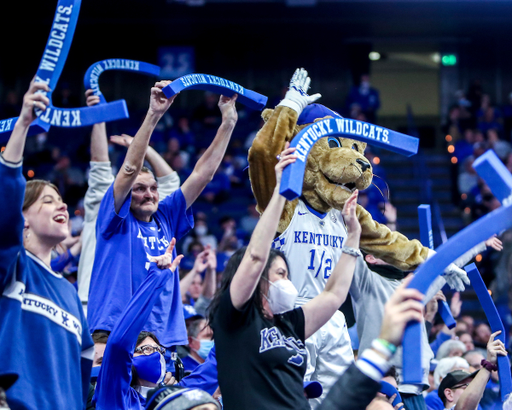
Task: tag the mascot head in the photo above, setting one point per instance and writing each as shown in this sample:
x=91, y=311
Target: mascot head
x=335, y=167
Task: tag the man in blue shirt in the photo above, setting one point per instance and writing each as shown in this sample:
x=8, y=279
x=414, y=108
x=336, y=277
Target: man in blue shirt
x=133, y=227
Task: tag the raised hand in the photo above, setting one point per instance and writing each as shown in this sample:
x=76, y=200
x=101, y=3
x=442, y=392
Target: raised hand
x=285, y=159
x=165, y=261
x=349, y=214
x=34, y=99
x=403, y=306
x=124, y=140
x=228, y=109
x=159, y=103
x=297, y=97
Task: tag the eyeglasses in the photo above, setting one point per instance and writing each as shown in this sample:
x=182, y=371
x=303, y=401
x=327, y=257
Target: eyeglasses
x=460, y=386
x=149, y=349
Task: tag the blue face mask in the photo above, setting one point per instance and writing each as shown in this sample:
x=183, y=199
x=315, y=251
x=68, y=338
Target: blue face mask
x=204, y=350
x=150, y=368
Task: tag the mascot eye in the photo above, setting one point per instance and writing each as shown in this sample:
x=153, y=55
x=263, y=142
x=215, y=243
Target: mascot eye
x=334, y=142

--

WHAT YOU SHOULD DO: Reproduce word for word the lines of the material from the line containing "Task: tag the man" up to and including the line containing "x=133, y=227", and nothing else.

EXPECTED ANSWER:
Task: tag the man in blue shirt in the photo above, setting one point per instance and writing each as shown in this sample:
x=8, y=279
x=414, y=108
x=336, y=277
Target: man in blue shirt
x=133, y=227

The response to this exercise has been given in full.